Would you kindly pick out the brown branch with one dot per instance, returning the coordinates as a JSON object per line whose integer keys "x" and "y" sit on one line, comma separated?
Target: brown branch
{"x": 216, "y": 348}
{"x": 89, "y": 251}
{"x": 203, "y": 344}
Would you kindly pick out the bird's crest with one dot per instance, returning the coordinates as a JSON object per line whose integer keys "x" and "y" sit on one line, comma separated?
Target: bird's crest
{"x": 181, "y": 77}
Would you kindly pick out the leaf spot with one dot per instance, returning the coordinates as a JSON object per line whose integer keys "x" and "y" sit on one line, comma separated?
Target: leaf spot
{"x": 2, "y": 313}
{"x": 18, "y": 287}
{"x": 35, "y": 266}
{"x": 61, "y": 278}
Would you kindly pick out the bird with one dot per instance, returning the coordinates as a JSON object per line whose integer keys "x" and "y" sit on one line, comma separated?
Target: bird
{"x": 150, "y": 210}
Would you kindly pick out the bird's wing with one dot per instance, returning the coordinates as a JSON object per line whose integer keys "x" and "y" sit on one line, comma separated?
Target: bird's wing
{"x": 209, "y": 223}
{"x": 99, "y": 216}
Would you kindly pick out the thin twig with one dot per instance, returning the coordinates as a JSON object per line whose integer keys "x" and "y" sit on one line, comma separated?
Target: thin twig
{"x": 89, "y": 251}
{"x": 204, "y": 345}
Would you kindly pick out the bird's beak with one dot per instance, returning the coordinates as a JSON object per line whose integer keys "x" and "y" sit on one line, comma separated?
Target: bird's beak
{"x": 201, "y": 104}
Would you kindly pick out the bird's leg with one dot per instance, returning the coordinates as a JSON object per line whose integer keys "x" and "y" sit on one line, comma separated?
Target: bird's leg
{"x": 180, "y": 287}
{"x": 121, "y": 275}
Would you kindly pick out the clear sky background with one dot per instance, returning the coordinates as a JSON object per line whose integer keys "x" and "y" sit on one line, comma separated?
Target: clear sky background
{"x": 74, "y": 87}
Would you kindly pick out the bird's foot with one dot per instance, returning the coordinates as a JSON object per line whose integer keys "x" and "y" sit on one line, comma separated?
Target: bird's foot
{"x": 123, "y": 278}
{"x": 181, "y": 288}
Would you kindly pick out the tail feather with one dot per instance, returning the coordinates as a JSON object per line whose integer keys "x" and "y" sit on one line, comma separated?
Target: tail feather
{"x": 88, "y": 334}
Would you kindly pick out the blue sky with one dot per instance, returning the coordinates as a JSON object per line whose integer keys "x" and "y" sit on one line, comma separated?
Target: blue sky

________________

TO BE DONE
Return all of the records above verbatim, line by line, with nothing altered.

FINAL RESULT
Would you kindly pick out the brown branch with one dot per instance, returning the coordinates as a JSON object per line whose integer keys "x" and "y" sit on one line, comma separated?
Target: brown branch
{"x": 216, "y": 348}
{"x": 89, "y": 251}
{"x": 203, "y": 344}
Would you kindly pick out the bird's crest with one dot per instance, returning the coordinates as a JSON object per line whose integer keys "x" and "y" sit on one line, comma separated?
Target: bird's crest
{"x": 181, "y": 77}
Would you kindly pick out the leaf spot with one dot per instance, returning the coordinates as a JSON object per line whose integer keys "x" and "y" sit on one line, comma separated?
Target: leaf spot
{"x": 2, "y": 313}
{"x": 18, "y": 287}
{"x": 35, "y": 266}
{"x": 61, "y": 278}
Would you kindly pick out the bird with one dot per instance, returning the coordinates as a JSON object per line whose integer keys "x" and "y" sit on one line, comma separated?
Target: bird
{"x": 150, "y": 210}
Would you kindly pick out the bird's wing with one dot per instance, returning the coordinates as a JSON object per line whose integer keys "x" and "y" sit on one line, comma separated?
Target: bird's wing
{"x": 209, "y": 223}
{"x": 99, "y": 216}
Would you kindly pick out the thin twig with one dot per instance, returning the coordinates as a JSON object per line whose integer keys "x" and "y" sit on one line, comma separated?
Target: thin twig
{"x": 89, "y": 251}
{"x": 204, "y": 345}
Would you kindly pick out the bird's beak with one dot per instance, returning the coordinates as a JSON object per line whose integer keys "x" and "y" sit on one line, comma separated?
Target: bird's beak
{"x": 201, "y": 104}
Would you kindly pick out the bird's leg with one dot per instance, returning the coordinates as a JSON object per line whose integer keys "x" and "y" sit on one line, comma separated?
Target: bird's leg
{"x": 180, "y": 287}
{"x": 121, "y": 275}
Would you kindly pick out the clear sky background with one dot per instance, returning the coordinates as a JSON object per line whose integer keys "x" and "y" sit on one line, comma separated?
Target: clear sky background
{"x": 74, "y": 87}
Would you kindly pick out the bird's foot with one dot per instance, returning the coordinates as a JSON object per line whose integer keys "x" and "y" sit on one line, comma separated?
Target: bird's foot
{"x": 123, "y": 278}
{"x": 181, "y": 288}
Would you kindly pick out the tail feather with one dot per instance, returning the coordinates as a JSON object per line whose integer keys "x" and "y" sit on one line, comma separated?
Target: tail feather
{"x": 88, "y": 334}
Would you kindly pick out the blue sky with one dot per instance, returning the coordinates as a JSON object per line whose integer keys "x" and "y" sit on one line, comma separated?
Target: blue sky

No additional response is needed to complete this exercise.